Produce a word-for-word copy of the listing below without its pictures.
- - - -
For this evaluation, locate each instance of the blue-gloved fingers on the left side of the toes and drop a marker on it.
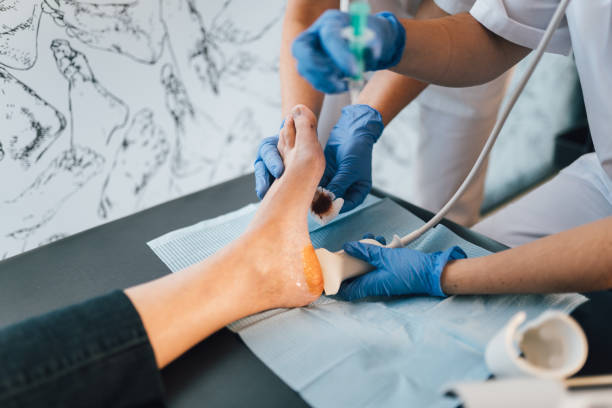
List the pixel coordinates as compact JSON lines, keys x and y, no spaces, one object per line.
{"x":268,"y":165}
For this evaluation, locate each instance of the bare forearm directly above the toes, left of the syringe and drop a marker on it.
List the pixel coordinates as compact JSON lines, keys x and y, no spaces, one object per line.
{"x":295,"y":89}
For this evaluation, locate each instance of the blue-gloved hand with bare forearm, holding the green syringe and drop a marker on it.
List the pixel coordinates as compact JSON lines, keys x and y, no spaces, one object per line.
{"x":453,"y":51}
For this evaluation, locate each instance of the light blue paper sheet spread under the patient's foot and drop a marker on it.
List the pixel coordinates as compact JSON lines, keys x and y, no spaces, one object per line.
{"x":375,"y":352}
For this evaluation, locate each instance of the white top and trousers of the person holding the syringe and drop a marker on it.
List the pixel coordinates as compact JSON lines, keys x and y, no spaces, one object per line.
{"x":582,"y":192}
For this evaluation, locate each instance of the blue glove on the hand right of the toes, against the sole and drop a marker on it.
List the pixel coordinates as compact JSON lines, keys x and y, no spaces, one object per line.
{"x":348,"y":154}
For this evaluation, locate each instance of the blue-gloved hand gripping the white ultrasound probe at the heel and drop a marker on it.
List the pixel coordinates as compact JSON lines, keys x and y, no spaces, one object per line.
{"x":399,"y":271}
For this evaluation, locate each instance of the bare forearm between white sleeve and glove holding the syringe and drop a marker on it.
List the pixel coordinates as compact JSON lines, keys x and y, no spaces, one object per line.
{"x":455,"y":51}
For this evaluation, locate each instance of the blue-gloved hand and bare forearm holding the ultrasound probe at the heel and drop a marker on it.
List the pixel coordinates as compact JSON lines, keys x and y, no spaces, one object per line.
{"x":577,"y":260}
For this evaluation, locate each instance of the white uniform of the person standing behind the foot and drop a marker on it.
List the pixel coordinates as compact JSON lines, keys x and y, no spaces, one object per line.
{"x":453,"y":126}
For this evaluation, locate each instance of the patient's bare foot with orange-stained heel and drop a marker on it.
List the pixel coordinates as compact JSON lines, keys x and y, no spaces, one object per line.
{"x":276,"y":248}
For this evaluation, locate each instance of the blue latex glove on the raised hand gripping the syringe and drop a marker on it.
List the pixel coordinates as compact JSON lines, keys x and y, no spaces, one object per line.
{"x":324,"y":56}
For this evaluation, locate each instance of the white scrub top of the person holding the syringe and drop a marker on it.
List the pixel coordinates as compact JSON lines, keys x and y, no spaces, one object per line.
{"x":587,"y":30}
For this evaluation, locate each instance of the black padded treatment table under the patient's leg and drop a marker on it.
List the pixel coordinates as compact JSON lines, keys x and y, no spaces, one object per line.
{"x":221,"y":370}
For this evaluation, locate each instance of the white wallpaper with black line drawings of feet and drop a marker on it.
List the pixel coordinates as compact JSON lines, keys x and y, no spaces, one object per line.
{"x":111,"y":106}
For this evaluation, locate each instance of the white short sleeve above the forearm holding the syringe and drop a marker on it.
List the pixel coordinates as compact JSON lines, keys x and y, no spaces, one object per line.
{"x":523,"y":22}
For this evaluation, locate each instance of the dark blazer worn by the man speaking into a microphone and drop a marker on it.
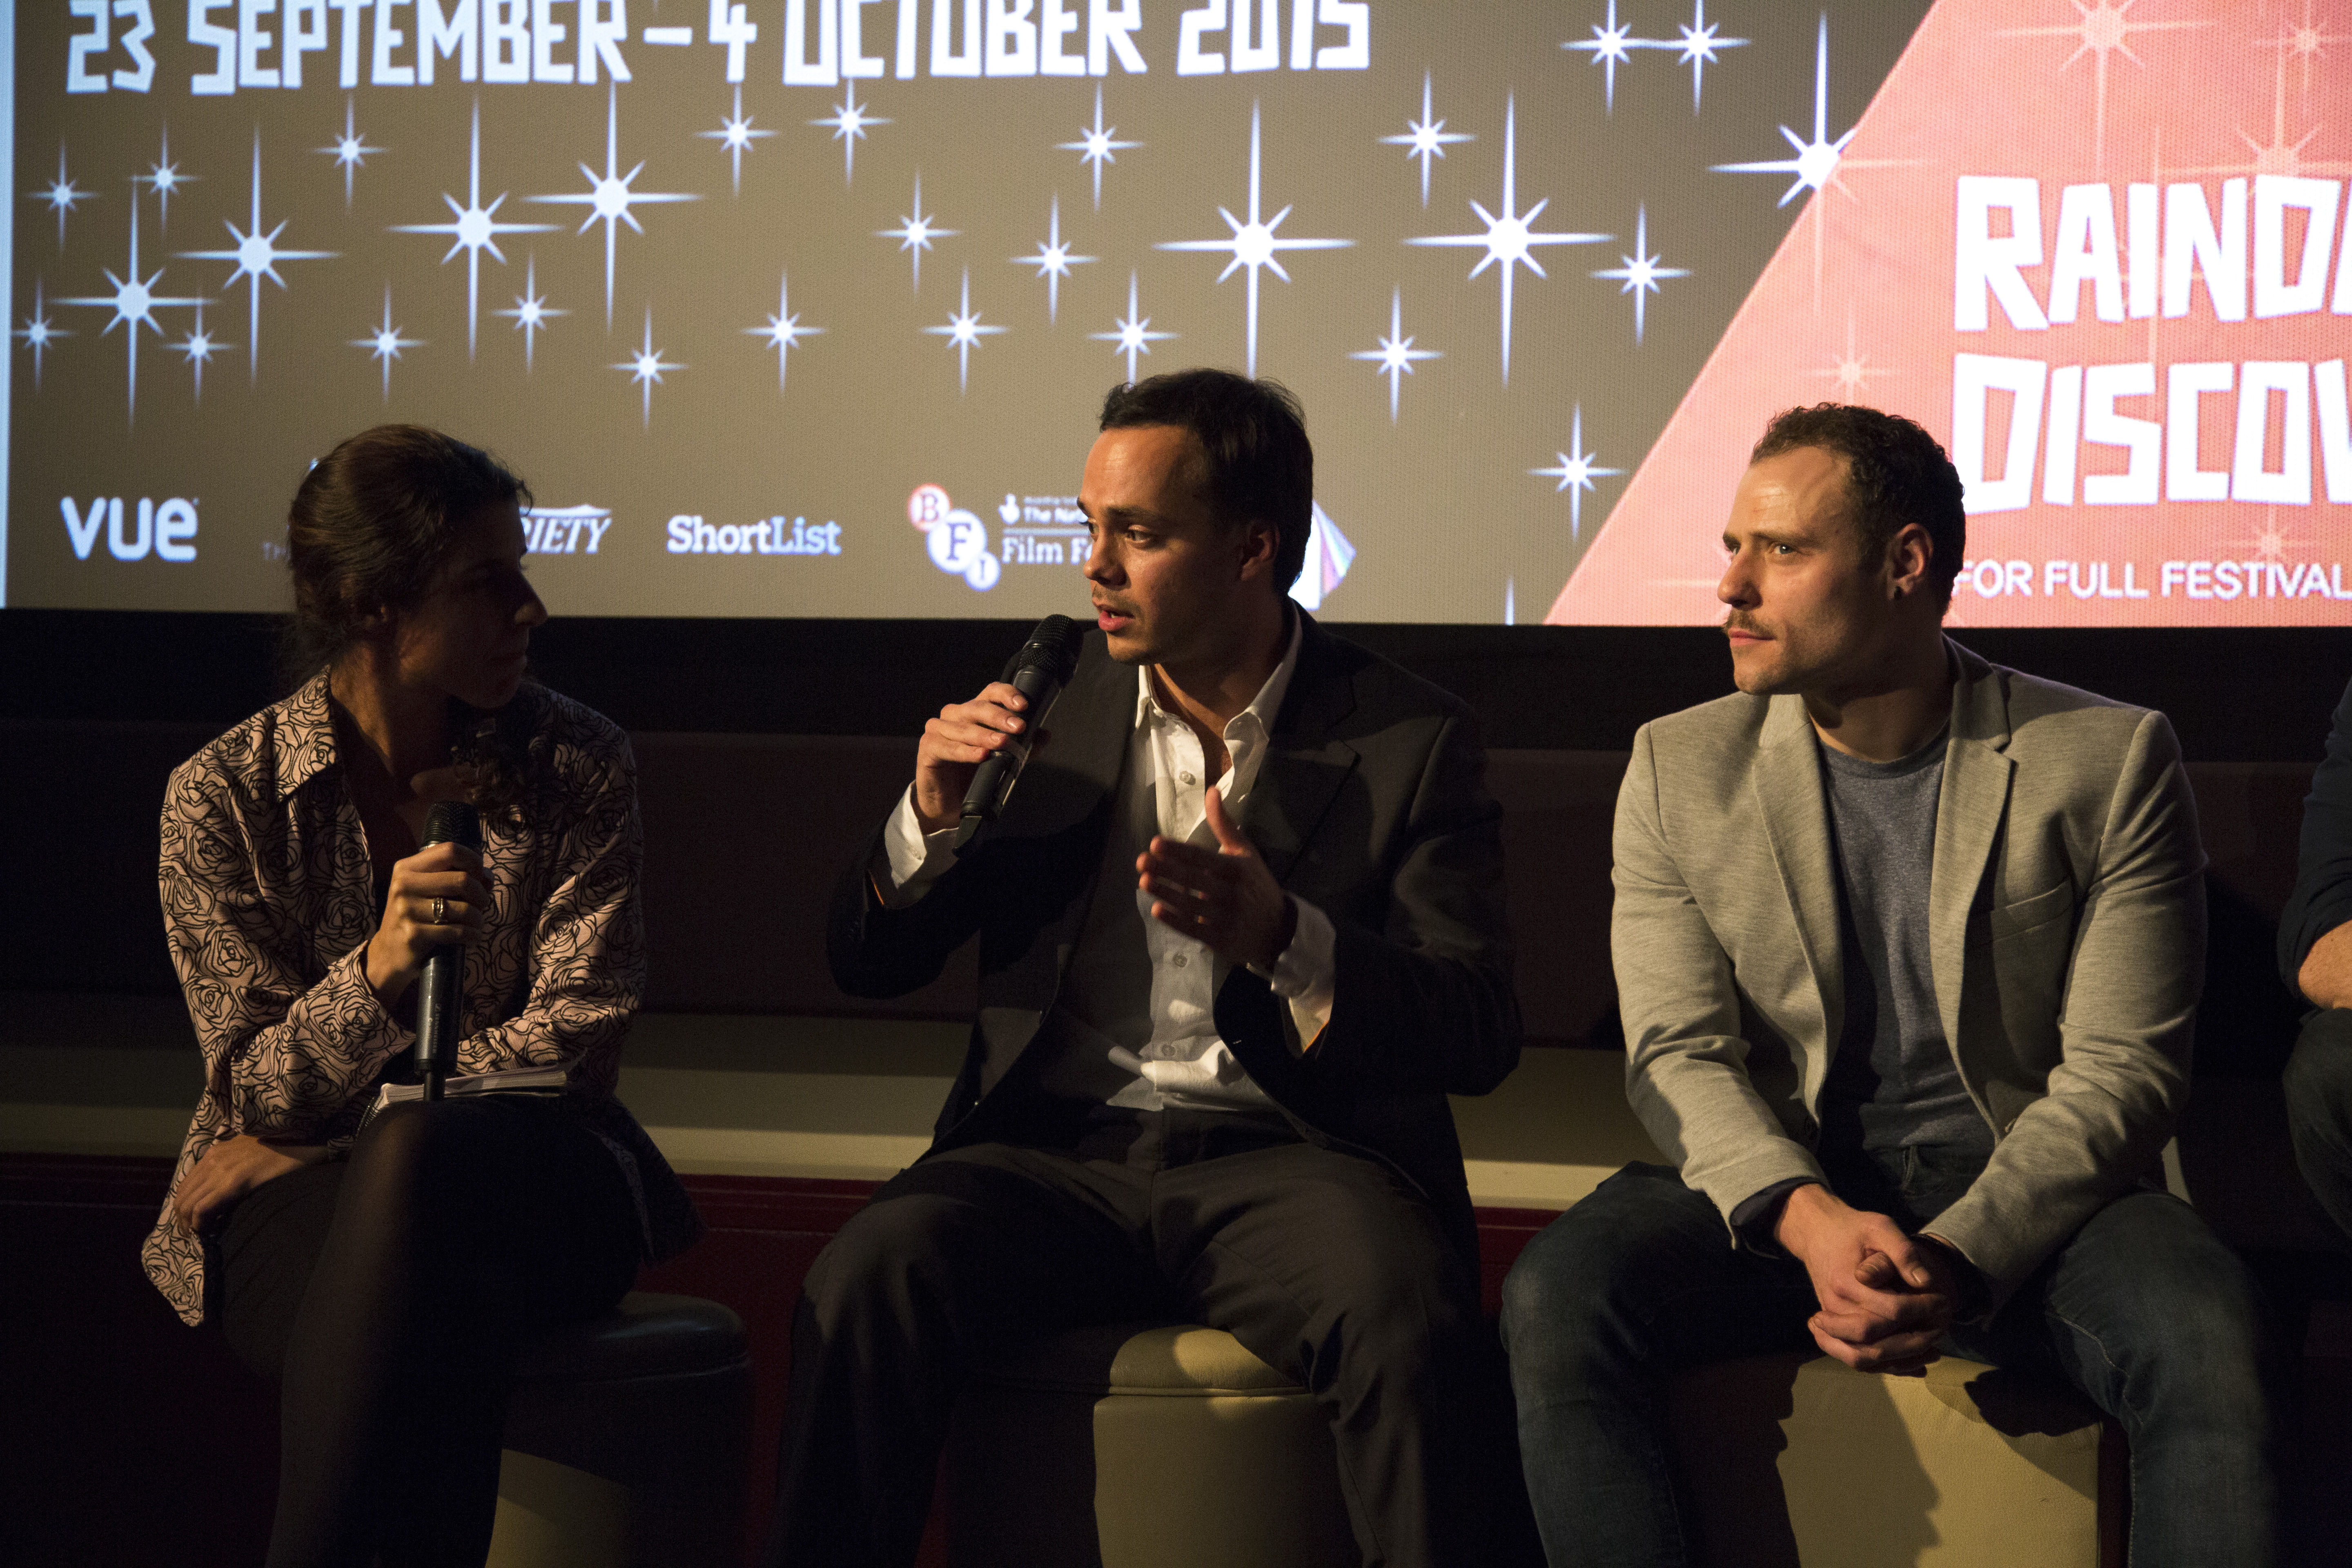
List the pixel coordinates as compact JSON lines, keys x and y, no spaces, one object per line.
{"x":1372,"y":805}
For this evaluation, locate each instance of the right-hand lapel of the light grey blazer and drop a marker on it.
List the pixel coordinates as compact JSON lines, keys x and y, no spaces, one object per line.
{"x":1970,"y":812}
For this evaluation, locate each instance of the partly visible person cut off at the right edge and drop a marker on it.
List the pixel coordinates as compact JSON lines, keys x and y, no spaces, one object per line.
{"x":2316,"y":958}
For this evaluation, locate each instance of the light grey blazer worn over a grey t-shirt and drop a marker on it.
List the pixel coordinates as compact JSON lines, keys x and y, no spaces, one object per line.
{"x":2069,"y":949}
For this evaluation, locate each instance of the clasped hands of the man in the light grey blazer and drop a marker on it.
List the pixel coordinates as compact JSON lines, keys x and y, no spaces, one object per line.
{"x":1885,"y":1299}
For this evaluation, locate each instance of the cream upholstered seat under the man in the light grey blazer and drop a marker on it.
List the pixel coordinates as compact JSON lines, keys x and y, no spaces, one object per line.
{"x":1798,"y":1459}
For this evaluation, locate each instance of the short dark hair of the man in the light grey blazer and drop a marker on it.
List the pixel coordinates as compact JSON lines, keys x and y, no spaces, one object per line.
{"x":1895,"y":474}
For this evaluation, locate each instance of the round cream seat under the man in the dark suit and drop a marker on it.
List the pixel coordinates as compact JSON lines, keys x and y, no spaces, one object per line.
{"x":1142,"y":1447}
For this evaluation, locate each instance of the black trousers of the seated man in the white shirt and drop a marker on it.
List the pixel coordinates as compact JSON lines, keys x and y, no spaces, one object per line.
{"x":1323,"y":1264}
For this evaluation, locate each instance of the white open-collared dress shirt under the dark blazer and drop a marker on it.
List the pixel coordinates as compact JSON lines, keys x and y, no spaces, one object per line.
{"x":1184,"y":1066}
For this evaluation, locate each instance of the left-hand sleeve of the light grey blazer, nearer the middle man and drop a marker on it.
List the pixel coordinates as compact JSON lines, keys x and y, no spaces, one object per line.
{"x":1685,"y":1047}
- - - -
- _REPLY_:
For this evaluation, locate each instance of the blue-gloved fingers on the left side of the toes and drop a marker on it.
List the pixel coordinates as compact JSON lines, keys x and y, no spaces, one object per line.
{"x":268,"y":165}
For this evaluation, locate each instance of the bare forearm directly above the toes, left of the syringe and drop a marker on it.
List the pixel coordinates as compact JSON lines, keys x and y, no spaces, one object per line.
{"x":295,"y":89}
For this evaluation, locate each instance of the blue-gloved hand with bare forearm, holding the green syringe and drop a marker on it.
List the pixel coordinates as compact JSON lines, keys x and y, no spaces, one object per line.
{"x":453,"y":51}
For this evaluation, locate each instance of the light blue paper sheet spread under the patient's foot and drop a marker on it.
List the pixel coordinates as compact JSON lines, keys x and y, no spaces, one object per line.
{"x":375,"y":352}
For this evaluation, locate each instance of the white top and trousers of the person holding the syringe and drop a marker on it.
List the pixel coordinates as compact JSON lines, keys x and y, no spaces, one object per line.
{"x":582,"y":192}
For this evaluation, locate each instance of the blue glove on the hand right of the toes, against the sole and drop a marker on it.
List the pixel coordinates as compact JSON lines, keys x and y, no spaces, one object per line.
{"x":348,"y":154}
For this evaluation, locate each instance of the blue-gloved hand gripping the white ultrasound probe at the heel and drop a marker on it.
List the pixel coordinates as compact JSON lines, keys x and y, no spaces, one object per line.
{"x":399,"y":271}
For this evaluation, locate each instance of the bare forearm between white sleeve and glove holding the syringe and drop a marker on it.
List the pixel coordinates as compact JSON lines, keys x and y, no spaces, one object per line.
{"x":455,"y":51}
For this evaluation, locate each instance of the blue-gloved hand and bare forearm holding the ultrasound probe at the heel and drop a marker on it.
List the pixel coordinates as compact JSON lines, keys x and y, no spaces, one object per line.
{"x":577,"y":260}
For this evaluation, locate each instance of the white uniform of the person standing behind the foot and drop a marker on it.
List the pixel coordinates as compact JSON lines, keys x and y, no spaces, one object per line.
{"x":453,"y":126}
For this evaluation, locate each instance of the patient's bare foot with orange-stained heel and drop a marker on it.
List the pixel coordinates as compact JSON lines, keys x and y, no spaces, one object per line.
{"x":276,"y":248}
For this evaluation, locate each instance of the blue latex glove on the raised hand gripping the syringe and drop a marker on it.
List the pixel coordinates as compact JSON lines, keys x and y, no spaces, one object per line.
{"x":324,"y":56}
For this evaluation, locate each instance of the white scrub top of the person holding the syringe and drop a marker on it.
List the pixel coordinates as compact JSON lines, keys x and y, no spaces, one object per line.
{"x":587,"y":30}
For this evaluation, locate each instance of the black padded treatment table under the patient's leg and drop a marker on it.
List the pixel coordinates as compact JSON lines, keys x and y, no spaces, one object per line.
{"x":221,"y":370}
For this evaluation, locate each instance of the white wallpaper with black line drawings of feet and drop a marker on it.
List the pixel coordinates as compact JSON lines, keys x and y, no spaces, one object per line.
{"x":111,"y":106}
For this evaluation, locate each instance of the white short sleeve above the forearm holding the syringe and drop a marker on it.
List the pixel coordinates as compact JSON lines, keys x and y, no spaces, one object per line.
{"x":523,"y":22}
For this evaluation, locate each instance of the dark blazer worn by the man speaking into a microphone and drop a marker on it.
List the pixel coordinates as compact JSON lines, keys x and y, no spaces, one object per line.
{"x":1372,"y":805}
For this evaluation, locate each instance of the right-hand lapel of the light grey blazer and drop a marker on it.
List the pixel coordinates as compact JSON lines, keys x and y, no spaces, one object per line.
{"x":1970,"y":812}
For this evaluation, locate each instance of the partly visible person cut off at the right edge and drop a marker on it.
List the pixel coordinates as compact JSON lines, keys x and y, no spaces, one object per line.
{"x":2316,"y":958}
For this evaluation, locate each instance of the light grey blazer worn over a grey t-shirt and drop a marker on it.
List the pixel coordinates as compact JSON lines, keys x and y, no spaces, one object per line.
{"x":2069,"y":949}
For this evaluation, locate each instance of the clasped hands of the man in the light grey blazer and drop a marker on it.
List the pixel coordinates as compact JSON lines, keys x and y, no spaces, one object per line.
{"x":1885,"y":1299}
For this evaluation, locate each instance of the cream upholstered seat under the man in the light grey blazer and drop a marker on it.
List the pixel coordinates as compact JSON lines, keys x and y, no spaces, one object per line.
{"x":1798,"y":1459}
For this evaluation, locate each instance of the short dark hair of the man in the light grey blazer and drop a marker on it.
List the pixel coordinates as compact JSON lines, keys x and y, no spaces, one object per line.
{"x":1895,"y":474}
For this evaluation, locate each instance of the round cream seat under the man in the dark suit and drop a marker on it.
List the pixel coordinates as compact JSON lines, keys x and y, no spaces, one object per line.
{"x":1142,"y":1447}
For this evaluation, locate each instance of the black trousers of the seated man in the white shirt and drop a marker on it.
List the pixel coordinates as compact JSON lines, keys x and y, no spaces, one object per line.
{"x":1323,"y":1264}
For this evaluation, locate each instance of the white open-collared dress shirt under the dark blazer and drop a marker on it.
List the pixel coordinates as compact JSON lines, keys x and y, no spaces, one object per line.
{"x":1184,"y":1066}
For this evaluation, locate each instance of the left-hand sleeve of the light grey blazer, nearer the middle man and drop a marker on it.
List the pixel coordinates as compact JSON lines, keys x and y, no spaces, one object per line.
{"x":1685,"y":1047}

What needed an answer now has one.